* _Exercise details_
Rewrite these records with every "dry brown grass" changed to "dead grass", keeping everything else the same.
────────────────────
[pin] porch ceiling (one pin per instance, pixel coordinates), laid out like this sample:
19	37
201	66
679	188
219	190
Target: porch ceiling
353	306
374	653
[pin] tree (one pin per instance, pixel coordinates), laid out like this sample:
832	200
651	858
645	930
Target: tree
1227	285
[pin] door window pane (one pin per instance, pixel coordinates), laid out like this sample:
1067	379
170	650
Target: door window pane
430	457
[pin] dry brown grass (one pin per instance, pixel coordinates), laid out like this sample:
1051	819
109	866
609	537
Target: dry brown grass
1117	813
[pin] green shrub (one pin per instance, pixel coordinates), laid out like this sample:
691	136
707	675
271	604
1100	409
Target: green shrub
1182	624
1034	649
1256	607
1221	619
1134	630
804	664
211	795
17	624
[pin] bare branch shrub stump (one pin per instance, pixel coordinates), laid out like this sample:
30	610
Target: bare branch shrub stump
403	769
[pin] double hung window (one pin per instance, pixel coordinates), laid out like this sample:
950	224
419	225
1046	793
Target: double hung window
────────────────────
* _Written solution_
[pin] porch ceiling (one pin per instance, pixel coordinates), laid out like this sample:
19	37
201	66
679	188
219	190
Target: porch ceiling
353	306
374	653
[pin] tree (one pin per instance, pixel coordinates), laid out like this sample:
832	200
651	858
645	930
Target: tree
1227	285
[pin] door window pane (one pin per instance, pixel coordinates), laid out like this sample:
1067	379
170	650
Target: door window pane
430	457
[pin] dead grass (one pin per instance, pixel coordinates), laid out like this sample:
1051	819
109	866
609	537
Target: dead grass
1117	813
[pin] green shrub (one pin per instance, pixel coordinates), laid out like this sample:
691	136
707	675
271	604
1100	409
Target: green shrub
1182	624
1034	649
1256	607
1221	619
1134	630
804	664
211	795
17	624
[pin] bare branch shrub stump (one pin per instance, pixel coordinates), laid out like this sample:
30	610
Target: bare branch shrub stump
403	769
[pin] double hung window (one pin per instance, pixel coordinates), laid out like this sample:
950	224
419	225
1046	793
Target: double hung window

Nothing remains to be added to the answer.